(Location annotation dataset excerpts)
— start —

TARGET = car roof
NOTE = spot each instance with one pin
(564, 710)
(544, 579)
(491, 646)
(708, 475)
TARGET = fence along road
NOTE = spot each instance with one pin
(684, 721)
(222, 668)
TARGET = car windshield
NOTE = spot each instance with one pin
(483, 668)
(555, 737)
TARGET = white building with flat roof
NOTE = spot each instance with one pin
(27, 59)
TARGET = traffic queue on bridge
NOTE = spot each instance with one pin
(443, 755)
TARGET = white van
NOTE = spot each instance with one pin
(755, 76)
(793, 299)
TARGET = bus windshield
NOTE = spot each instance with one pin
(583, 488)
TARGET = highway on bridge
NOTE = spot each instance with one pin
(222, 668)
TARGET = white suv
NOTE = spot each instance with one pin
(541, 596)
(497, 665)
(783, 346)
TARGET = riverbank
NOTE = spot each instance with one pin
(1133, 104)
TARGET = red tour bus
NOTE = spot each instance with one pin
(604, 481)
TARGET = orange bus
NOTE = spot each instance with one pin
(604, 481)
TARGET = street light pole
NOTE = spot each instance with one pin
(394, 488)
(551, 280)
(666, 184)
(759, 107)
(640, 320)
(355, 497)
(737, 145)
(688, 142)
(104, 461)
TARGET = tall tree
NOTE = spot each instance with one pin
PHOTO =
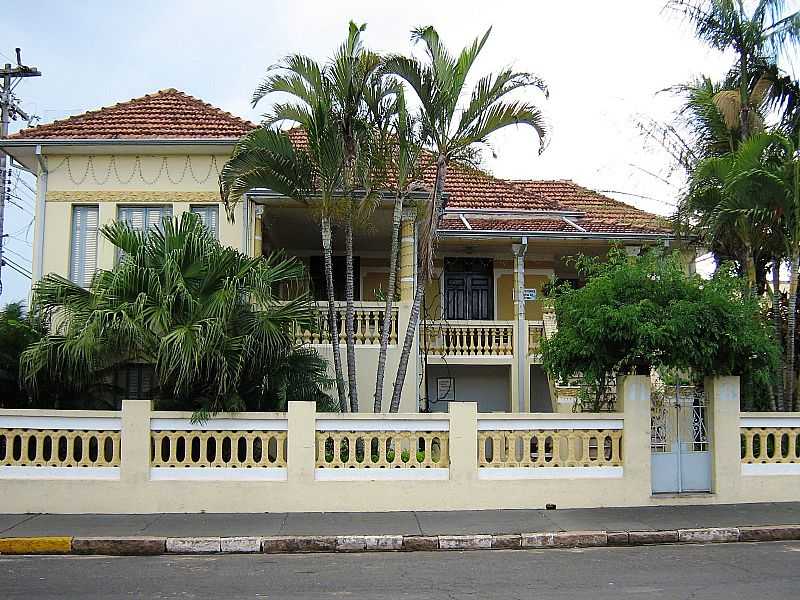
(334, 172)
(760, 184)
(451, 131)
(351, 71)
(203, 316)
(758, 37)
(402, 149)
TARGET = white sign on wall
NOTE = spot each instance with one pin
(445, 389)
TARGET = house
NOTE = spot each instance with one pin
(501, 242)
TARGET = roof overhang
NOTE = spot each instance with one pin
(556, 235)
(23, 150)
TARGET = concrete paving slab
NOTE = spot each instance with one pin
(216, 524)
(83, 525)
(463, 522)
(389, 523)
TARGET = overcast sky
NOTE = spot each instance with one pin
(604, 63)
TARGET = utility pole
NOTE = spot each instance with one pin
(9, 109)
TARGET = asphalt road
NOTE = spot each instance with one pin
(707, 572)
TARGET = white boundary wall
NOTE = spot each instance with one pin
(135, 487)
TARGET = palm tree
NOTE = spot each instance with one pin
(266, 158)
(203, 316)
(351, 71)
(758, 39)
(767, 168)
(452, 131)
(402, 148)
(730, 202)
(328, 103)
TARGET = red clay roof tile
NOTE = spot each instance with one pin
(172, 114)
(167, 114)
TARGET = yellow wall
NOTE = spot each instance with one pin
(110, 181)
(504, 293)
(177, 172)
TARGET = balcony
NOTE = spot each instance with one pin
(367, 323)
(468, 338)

— end —

[Stated task]: Substitute "marker" for "pin" throughout all of the data above and keep everything else the same. Leave the pictures out of your answer.

[The reply]:
TARGET = car roof
NOTE = spot each instance with one marker
(564, 710)
(544, 579)
(491, 646)
(708, 475)
TARGET = fence along road
NOTE = spot each instance with one marker
(684, 721)
(222, 668)
TARGET = car windshield
NOTE = spot each instance with one marker
(483, 668)
(555, 737)
TARGET = white building with flat roof
NOTE = spot each instance with one marker
(27, 59)
TARGET = traffic queue on bridge
NOTE = spot each instance with one marker
(443, 755)
TARGET = white van
NOTE = spot each instance with one marker
(755, 76)
(793, 299)
TARGET = bus windshield
NOTE = spot each instance with one marker
(583, 488)
TARGET = highway on bridge
NOTE = spot each instance with one marker
(222, 668)
TARGET = white suv
NOTE = spot each instance with one marker
(541, 596)
(497, 665)
(783, 346)
TARGET = riverbank
NOTE = spot each instance with one marker
(1133, 104)
TARGET = red tour bus
NOTE = spot each instance with one marker
(604, 481)
TARGET = orange bus
NOTE = spot each instance with one marker
(604, 481)
TARGET = street light pole
NOTE = spot each instance with one marker
(394, 488)
(551, 280)
(666, 184)
(759, 107)
(640, 320)
(355, 497)
(737, 145)
(688, 142)
(104, 461)
TARGET = tall tree
NOTE = spot each instance with one marker
PHOTO =
(334, 172)
(760, 184)
(451, 131)
(351, 71)
(203, 316)
(758, 37)
(402, 149)
TARGET = white sign on wall
NOTE = spot each instance with one marker
(445, 389)
TARGET = house
NOTE = spot each instance with one marker
(501, 242)
TARGET = roof overhang
NOTE = spot each instance with one marker
(556, 235)
(23, 150)
TARGET = concrete paving slab
NOTE = spot each instance with one marker
(216, 524)
(83, 525)
(463, 522)
(389, 523)
TARGET = overcast sky
NOTE = spot each instance with one marker
(604, 63)
TARGET = utility pole
NOTE = spot each instance with one marker
(9, 109)
TARGET = asphalt road
NOTE = spot each instance with one marker
(707, 572)
TARGET = white boundary wall
NOTE = spot each instance with one marker
(135, 487)
TARGET = palm tree
NOTE = spot each instance with one marker
(266, 158)
(203, 316)
(351, 71)
(758, 39)
(767, 168)
(452, 131)
(402, 148)
(730, 202)
(328, 103)
TARGET = red clay roof tile
NOTE = spot each instance with one marker
(172, 114)
(167, 114)
TARGET = yellow wall
NOTE = spot each instance with one marker
(110, 181)
(504, 293)
(177, 172)
TARGET = balcony
NOTE = spot each instance with one marker
(367, 323)
(468, 338)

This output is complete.